*ARTIKEL*
┌──
1. Sicherheit und Religion

Sine cura – die Sorgenfreiheit und Seelenruhe – bestimmt die securitas im ersten Jahrhundert v. Chr. Der Neologismus wird Cicero zugeschrieben, der hier in stoischer Tradition ataraxia, die Unerschütterlichkeit, und apathia, die Freiheit von Leidenschaften verbindet. Nicht erst bei Seneca, sondern auch schon für Cicero ist securitas das Ziel philosophischer Lebenskunst: „Sicherheit nenne ich jetzt die Freiheit von Kummer, worin eben das glückliche Leben besteht.“[1] Wenig später schon aber wandert securitas in den politischen – oder den politisch-ökonomischen – Bereich ein, und die personifizierte Securitas findet sich auf römischen kaiserlichen Münzen. Ist also Sicherheit eine innere Haltung? Oder ist Sicherheit das, was der Herrscher, der König den Untertanen gewährt? 

Bis in die Neuzeit hinein ist „Sicherheit“ ein mit Religion verbundenes Thema. Sicherheit gilt als Geschenk von Gott, den Göttern, der Natur, dem Schicksal. „Ein feste Burg ist unser Gott, ein gute Wehr und Waffen“, heißt es dann. Luther schrieb diesen Choral gegen Ende der 1520er Jahre und schuf damit eine deutsche Nachdichtung zu Psalm 46: „Gott ist unsere Zuversicht und unsere Stärke“. Für den Protestantismus hat das Lied große Symbolkraft; Heinrich Heine nannte es die „Marseiller Hymne der Reformation[2]. Für Luther selbst ist das Lied Ausdruck einer apokalyptischen Weltsicht – Gott und Teufel liegen im kosmischen Kampf. Christus bringt den Teufel zu Fall, „[d]er Gläubige bleibt passiver, staunender Beobachter“[3]. Religion zeigt sich hier in einem architektonischen Bild: Gott ist nicht nur ein Haus, das Heimat bedeutet, sondern eine Burg, die Sicherheit bietet – allem voran Sicherheit vor dem Feind, Angriffssicherheit. Zu Beginn des 19. Jahrhunderts wird das Kirchenlied zunehmend nationalistisch gelesen und gesungen. 1871 verarbeitete Richard Wagner den Choral in seinem „Kaisermarsch“, einer Komposition zur Feier des auf Blut und Krieg neu gegründeten Deutschen Reichs.[4] Im von Goebbels in Auftrag gegebenen nationalsozialistischen Monumentalfilm „Der große König“ (1942) wird die Melodie für eine Anspielung auf Hitler gebraucht („den Gott hat fest erkoren“).[5]

Ein solcher Kontextwechsel von religiösen in nicht-religiös definierte Bereiche ist ein besonderes Kennzeichen der Sicherheit. Was wir heute als Sicherheitstechnologien kennen – in Form von Schutz- und Überwachungstechnologien, aber auch als Roland Reagans fantasievolles Raketenabwehrprogramm – gibt es schon in den christlichen Symbolsystemen. Hier hat beispielsweise die christliche Ikonografie des Hochmittelalters sogenannte Schutzmantelmadonnen hervorgebracht[6]: In den Bildern breitet Maria ihren Mantel über den Schutzsuchenden aus, während vom Himmel Pfeile herabregnen, die manchmal auch von Gottvater selbst abgeschossen werden. Der Mantel ist eine hoch funktionale Sicherheitstechnik, denn die Pfeile können den Menschen unter dem Mantel nichts anhaben. In den religiösen Schutzmantelbildern zeigt sich aber zugleich ein exkludierendes und regressiv-sexualisiertes Moment: Nicht nur haben die Menschen unter dem Mantel sich ihre Sicherheit verdient – sie sind häufig Kirchenstifter und Heilige; sie sind auch klein genug, um in größerer Zahl unter den Mantel der Großen Mutter zu passen und dabei tendenziell nicht nur am Rockzipfel, sondern unter dem Rock verortet werden.
└──
*DATEN*
┌──
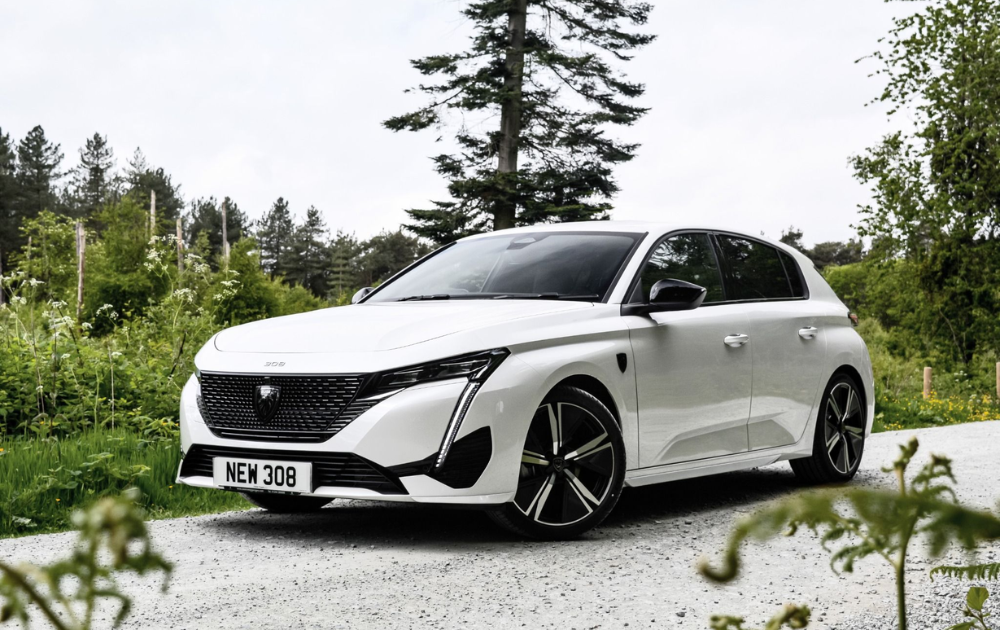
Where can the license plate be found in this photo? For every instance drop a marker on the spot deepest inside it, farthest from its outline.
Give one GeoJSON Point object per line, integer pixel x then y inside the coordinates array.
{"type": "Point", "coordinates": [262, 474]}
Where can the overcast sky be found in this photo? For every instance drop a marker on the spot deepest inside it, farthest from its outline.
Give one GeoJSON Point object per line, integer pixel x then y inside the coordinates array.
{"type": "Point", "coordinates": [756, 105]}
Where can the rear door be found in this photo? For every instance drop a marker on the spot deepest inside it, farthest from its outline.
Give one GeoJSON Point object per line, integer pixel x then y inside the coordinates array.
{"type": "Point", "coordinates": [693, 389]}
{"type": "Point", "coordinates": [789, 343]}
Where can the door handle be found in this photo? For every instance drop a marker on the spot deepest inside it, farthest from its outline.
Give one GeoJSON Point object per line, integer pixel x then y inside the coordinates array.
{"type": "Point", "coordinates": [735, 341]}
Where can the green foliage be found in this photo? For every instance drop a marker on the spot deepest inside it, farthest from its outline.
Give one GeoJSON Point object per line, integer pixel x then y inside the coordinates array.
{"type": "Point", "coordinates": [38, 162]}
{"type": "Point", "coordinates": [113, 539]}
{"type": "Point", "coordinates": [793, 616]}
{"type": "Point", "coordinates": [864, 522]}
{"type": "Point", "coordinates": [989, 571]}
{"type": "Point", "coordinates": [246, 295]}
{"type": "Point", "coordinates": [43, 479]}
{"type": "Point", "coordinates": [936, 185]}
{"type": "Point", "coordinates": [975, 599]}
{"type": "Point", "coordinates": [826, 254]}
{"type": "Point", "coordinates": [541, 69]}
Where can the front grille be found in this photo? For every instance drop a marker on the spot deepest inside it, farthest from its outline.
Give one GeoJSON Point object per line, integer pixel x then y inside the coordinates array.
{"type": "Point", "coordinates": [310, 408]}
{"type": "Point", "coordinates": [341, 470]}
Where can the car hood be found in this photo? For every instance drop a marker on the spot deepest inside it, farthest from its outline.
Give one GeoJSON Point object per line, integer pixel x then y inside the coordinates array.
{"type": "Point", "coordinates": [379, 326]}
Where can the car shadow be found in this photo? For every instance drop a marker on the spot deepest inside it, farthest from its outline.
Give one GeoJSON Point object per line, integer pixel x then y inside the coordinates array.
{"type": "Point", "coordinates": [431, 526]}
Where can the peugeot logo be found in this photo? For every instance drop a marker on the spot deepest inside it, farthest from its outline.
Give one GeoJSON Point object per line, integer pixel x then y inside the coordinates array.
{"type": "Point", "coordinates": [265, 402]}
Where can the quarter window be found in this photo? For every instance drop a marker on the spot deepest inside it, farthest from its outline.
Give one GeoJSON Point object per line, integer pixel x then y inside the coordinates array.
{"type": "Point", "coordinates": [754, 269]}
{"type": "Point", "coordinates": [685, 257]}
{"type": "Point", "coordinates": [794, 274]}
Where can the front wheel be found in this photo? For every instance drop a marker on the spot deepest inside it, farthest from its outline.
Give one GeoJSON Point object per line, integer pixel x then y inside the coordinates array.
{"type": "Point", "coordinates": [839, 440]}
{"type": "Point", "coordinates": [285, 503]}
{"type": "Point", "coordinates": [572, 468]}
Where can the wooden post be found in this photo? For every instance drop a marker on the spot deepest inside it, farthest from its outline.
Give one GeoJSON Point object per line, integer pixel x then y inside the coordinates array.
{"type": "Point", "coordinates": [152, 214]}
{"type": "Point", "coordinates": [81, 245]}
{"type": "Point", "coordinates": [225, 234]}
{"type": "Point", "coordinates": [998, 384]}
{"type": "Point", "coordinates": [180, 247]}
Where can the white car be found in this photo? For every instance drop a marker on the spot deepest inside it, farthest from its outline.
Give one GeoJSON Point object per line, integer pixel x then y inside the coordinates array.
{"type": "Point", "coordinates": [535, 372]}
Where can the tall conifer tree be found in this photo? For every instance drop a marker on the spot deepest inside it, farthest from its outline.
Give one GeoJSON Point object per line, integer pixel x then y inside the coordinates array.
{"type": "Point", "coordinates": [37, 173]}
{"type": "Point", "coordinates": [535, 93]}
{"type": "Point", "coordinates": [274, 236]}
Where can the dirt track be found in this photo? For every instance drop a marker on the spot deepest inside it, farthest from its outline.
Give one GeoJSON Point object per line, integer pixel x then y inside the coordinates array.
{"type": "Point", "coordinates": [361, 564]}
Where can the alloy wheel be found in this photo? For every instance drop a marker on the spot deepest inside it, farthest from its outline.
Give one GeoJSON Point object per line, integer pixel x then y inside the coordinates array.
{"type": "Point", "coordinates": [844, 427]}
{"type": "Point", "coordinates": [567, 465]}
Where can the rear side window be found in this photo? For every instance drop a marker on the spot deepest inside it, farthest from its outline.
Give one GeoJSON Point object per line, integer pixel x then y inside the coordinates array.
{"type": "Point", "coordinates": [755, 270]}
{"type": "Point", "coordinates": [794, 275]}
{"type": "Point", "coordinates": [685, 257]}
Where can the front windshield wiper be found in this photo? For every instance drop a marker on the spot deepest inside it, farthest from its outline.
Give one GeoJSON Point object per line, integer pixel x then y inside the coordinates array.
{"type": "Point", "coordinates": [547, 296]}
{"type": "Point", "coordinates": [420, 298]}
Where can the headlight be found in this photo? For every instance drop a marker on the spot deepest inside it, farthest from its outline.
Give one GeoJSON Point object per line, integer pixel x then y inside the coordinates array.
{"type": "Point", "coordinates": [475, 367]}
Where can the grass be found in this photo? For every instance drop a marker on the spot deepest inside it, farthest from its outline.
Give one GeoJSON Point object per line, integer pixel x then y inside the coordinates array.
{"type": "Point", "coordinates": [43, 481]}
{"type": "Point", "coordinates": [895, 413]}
└──
┌──
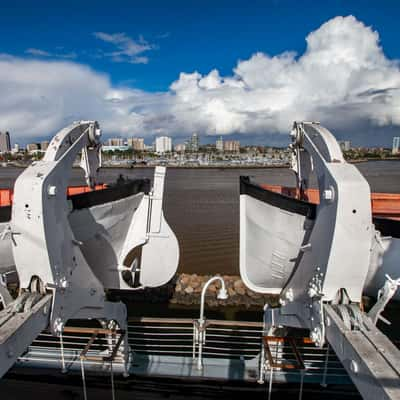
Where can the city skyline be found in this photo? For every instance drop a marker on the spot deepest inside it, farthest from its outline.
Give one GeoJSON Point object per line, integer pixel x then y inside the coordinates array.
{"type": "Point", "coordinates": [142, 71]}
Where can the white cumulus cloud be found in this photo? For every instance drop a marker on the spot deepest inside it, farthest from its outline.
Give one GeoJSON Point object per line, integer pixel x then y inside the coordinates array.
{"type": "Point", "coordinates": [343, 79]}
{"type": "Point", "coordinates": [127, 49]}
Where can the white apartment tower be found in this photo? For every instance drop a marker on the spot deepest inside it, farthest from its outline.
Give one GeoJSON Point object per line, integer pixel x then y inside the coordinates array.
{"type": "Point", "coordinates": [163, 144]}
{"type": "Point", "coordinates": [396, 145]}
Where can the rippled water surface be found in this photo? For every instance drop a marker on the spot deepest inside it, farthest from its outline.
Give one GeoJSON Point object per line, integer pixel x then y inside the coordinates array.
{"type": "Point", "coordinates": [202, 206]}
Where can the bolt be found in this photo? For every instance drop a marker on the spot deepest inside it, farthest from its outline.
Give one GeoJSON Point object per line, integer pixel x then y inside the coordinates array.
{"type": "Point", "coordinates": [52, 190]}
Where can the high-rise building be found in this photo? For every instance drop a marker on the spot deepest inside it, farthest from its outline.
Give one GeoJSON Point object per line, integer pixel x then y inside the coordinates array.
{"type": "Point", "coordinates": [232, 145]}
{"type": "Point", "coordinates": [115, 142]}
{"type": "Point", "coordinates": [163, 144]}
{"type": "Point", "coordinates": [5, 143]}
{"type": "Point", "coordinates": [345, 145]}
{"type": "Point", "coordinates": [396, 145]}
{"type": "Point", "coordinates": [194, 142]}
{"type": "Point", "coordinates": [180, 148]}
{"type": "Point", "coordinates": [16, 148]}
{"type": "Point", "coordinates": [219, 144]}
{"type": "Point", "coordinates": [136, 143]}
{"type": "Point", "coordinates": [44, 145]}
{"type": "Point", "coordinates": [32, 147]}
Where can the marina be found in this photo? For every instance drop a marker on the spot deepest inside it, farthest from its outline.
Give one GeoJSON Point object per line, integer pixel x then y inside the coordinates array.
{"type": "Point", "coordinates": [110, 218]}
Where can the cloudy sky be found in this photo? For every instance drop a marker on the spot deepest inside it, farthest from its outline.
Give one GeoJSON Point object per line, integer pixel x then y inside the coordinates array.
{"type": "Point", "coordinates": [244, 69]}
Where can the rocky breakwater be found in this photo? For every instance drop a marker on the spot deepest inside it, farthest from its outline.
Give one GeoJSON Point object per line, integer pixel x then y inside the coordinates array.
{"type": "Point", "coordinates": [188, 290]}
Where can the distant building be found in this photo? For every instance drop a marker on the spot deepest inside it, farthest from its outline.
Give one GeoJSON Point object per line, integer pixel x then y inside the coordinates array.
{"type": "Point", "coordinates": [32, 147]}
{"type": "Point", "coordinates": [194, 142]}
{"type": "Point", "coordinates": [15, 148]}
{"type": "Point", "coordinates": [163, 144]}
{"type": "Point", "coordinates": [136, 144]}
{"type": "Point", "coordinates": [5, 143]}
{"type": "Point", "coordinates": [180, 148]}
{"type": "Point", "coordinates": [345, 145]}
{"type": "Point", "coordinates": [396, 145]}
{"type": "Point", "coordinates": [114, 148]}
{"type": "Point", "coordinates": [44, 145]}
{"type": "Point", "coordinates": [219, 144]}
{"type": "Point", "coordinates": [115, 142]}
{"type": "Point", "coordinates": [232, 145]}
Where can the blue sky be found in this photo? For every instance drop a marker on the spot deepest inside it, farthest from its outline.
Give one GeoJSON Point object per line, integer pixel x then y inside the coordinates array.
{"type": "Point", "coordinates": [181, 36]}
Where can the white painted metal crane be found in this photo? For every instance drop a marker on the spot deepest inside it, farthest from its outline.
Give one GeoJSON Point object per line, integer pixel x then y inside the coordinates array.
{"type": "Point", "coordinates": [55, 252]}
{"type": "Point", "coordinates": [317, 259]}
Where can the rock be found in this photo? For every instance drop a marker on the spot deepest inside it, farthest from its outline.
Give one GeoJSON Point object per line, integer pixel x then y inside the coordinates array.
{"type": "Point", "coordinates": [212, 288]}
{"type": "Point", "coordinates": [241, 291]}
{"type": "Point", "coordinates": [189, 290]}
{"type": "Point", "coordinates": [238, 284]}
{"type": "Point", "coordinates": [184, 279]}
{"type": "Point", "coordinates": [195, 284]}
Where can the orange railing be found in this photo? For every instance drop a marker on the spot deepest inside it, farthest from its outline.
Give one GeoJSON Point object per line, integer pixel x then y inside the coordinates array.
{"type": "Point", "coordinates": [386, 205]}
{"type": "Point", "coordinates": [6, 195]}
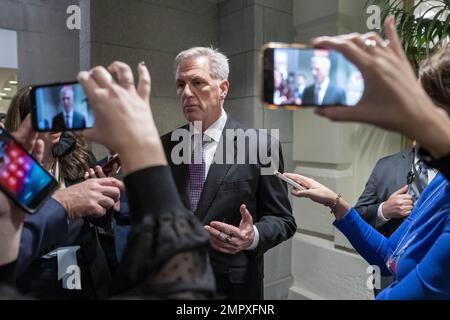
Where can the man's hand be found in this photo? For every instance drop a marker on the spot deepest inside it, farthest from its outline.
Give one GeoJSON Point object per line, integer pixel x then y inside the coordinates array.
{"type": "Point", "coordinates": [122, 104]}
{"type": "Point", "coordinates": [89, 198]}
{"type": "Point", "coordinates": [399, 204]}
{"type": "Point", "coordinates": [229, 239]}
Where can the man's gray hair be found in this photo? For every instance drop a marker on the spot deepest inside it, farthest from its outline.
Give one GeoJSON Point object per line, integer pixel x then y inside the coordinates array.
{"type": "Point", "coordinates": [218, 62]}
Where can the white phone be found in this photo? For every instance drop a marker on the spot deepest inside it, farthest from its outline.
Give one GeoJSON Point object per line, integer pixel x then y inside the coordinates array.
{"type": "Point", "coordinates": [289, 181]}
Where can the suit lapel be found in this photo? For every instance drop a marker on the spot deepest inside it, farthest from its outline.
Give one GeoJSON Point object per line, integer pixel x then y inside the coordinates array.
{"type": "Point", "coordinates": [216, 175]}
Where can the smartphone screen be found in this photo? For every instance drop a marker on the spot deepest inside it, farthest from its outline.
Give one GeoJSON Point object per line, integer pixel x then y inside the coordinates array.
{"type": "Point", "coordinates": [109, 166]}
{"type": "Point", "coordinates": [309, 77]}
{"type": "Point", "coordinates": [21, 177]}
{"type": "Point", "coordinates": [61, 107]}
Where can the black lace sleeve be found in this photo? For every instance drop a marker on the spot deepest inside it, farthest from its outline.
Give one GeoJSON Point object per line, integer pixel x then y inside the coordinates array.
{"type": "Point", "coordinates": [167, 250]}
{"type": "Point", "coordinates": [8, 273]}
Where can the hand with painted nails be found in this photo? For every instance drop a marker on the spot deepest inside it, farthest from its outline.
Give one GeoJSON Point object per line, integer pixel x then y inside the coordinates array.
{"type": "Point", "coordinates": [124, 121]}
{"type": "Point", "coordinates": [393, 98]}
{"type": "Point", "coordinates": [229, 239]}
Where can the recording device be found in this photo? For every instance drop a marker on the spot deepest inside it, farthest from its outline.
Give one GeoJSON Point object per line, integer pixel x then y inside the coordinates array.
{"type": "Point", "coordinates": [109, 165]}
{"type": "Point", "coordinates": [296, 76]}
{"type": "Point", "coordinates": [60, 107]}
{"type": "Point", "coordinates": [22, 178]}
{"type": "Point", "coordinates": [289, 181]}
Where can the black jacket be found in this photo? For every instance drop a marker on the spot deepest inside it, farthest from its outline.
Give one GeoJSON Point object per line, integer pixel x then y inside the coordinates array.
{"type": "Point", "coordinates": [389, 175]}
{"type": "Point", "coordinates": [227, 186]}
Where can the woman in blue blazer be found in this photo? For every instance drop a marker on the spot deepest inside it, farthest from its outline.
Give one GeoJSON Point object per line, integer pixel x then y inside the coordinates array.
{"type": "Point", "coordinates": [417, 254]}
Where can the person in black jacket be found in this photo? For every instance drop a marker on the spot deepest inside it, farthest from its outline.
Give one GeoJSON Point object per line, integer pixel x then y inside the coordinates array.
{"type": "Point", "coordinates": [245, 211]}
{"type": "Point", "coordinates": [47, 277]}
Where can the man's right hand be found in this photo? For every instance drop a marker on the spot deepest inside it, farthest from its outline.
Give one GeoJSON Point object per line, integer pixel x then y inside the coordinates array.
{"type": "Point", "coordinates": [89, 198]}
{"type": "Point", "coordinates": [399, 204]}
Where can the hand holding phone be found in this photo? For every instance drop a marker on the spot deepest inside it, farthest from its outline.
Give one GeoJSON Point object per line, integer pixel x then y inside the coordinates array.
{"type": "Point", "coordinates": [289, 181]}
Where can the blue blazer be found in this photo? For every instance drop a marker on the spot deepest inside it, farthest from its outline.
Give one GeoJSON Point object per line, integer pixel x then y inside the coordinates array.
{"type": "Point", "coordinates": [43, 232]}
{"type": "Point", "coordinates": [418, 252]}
└──
┌──
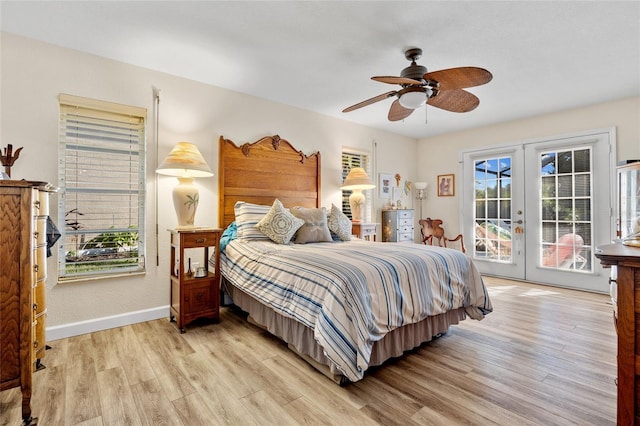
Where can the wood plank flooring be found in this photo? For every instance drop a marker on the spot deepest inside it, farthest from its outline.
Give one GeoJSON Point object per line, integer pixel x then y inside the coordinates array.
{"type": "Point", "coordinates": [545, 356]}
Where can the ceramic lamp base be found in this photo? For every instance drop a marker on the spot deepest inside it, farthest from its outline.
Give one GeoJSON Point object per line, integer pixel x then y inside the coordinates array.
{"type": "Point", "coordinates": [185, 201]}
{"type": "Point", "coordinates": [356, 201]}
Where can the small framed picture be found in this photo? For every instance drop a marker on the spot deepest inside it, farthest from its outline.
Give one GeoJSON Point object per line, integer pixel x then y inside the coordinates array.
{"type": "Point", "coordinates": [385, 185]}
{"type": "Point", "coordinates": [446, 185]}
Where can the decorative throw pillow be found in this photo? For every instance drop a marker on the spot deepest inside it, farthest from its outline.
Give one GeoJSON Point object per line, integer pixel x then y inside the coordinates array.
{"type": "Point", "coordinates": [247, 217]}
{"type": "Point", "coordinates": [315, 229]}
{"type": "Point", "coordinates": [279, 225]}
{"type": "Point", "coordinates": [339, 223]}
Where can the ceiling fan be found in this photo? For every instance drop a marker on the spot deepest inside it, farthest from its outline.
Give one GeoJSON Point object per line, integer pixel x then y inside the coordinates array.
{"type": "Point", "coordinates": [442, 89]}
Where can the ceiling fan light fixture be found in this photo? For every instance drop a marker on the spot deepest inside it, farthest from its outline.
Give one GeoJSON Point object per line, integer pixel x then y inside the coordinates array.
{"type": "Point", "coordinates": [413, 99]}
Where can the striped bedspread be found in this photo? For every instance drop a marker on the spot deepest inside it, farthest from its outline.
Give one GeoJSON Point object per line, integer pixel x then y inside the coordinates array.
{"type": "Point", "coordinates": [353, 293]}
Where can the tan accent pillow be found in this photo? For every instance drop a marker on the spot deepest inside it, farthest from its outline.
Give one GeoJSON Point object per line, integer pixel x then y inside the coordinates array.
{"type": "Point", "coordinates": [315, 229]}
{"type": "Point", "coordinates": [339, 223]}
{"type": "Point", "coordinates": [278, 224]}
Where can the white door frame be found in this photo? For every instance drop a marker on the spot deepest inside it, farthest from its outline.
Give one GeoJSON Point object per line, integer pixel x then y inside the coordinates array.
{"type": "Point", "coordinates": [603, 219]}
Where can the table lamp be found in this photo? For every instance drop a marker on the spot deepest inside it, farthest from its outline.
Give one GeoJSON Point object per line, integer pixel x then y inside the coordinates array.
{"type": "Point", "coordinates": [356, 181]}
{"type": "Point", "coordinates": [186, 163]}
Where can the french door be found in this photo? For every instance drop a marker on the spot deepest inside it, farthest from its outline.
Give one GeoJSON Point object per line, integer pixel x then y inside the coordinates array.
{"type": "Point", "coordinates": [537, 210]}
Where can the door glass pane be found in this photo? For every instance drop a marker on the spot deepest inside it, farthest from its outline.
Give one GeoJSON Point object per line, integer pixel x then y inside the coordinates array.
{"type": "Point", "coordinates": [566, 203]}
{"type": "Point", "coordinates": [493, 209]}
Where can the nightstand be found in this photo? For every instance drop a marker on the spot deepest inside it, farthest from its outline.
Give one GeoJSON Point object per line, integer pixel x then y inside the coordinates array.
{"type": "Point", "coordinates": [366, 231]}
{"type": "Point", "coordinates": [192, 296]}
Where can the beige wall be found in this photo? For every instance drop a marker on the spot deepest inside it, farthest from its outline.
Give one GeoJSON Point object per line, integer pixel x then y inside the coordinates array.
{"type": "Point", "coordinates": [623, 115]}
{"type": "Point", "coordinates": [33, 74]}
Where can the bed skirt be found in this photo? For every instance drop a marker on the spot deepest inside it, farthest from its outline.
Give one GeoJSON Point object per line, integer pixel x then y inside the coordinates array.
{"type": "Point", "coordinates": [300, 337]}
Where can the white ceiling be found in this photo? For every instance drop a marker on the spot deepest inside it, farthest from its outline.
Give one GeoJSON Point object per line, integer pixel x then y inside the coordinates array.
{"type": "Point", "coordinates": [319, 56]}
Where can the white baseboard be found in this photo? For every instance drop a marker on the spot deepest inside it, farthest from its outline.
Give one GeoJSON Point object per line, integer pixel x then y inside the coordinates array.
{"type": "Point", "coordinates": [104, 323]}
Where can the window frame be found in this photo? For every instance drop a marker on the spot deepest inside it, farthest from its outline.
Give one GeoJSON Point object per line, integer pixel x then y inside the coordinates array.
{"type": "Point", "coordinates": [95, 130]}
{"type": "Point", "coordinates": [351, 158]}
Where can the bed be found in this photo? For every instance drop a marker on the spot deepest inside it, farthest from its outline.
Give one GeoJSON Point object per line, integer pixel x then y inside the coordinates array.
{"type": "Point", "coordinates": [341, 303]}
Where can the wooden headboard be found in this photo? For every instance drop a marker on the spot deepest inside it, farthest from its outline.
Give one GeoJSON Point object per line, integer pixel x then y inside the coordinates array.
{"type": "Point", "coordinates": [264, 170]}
└──
*IHRE AUFGABEN*
**a.** Nennen Sie alle historischen Personen, die im Artikel namentlich erwähnt werden, ohne religiöse Gestalten wie Gott, Christus oder Maria.
**b.** Geben Sie den Abschnitt des Artikels von "1. Sicherheit und" bis einschließlich "den Untertanen gewährt?" wortgetreu wieder.
**c.** Beantworten Sie die folgenden Fragen zum Artikel kurz.
(i) Zu welchem Psalm schuf Luther mit seinem Choral eine deutsche Nachdichtung?
(ii) In welchem Jahr verarbeitete Richard Wagner den Choral in seinem „Kaisermarsch“?
(iii) Wer breitet in den Schutzmantelbildern den Mantel über die Schutzsuchenden aus?

*ERGEBNISSE JE AUFGABE*
**a.** Cicero, Seneca, Luther, Heinrich Heine, Richard Wagner, Goebbels, Hitler, Roland Reagan

**b.**
1. Sicherheit und Religion

Sine cura – die Sorgenfreiheit und Seelenruhe – bestimmt die securitas im ersten Jahrhundert v. Chr. Der Neologismus wird Cicero zugeschrieben, der hier in stoischer Tradition ataraxia, die Unerschütterlichkeit, und apathia, die Freiheit von Leidenschaften verbindet. Nicht erst bei Seneca, sondern auch schon für Cicero ist securitas das Ziel philosophischer Lebenskunst: „Sicherheit nenne ich jetzt die Freiheit von Kummer, worin eben das glückliche Leben besteht.“[1] Wenig später schon aber wandert securitas in den politischen – oder den politisch-ökonomischen – Bereich ein, und die personifizierte Securitas findet sich auf römischen kaiserlichen Münzen. Ist also Sicherheit eine innere Haltung? Oder ist Sicherheit das, was der Herrscher, der König den Untertanen gewährt?

**c.**
(i) Psalm 46
(ii) 1871
(iii) Maria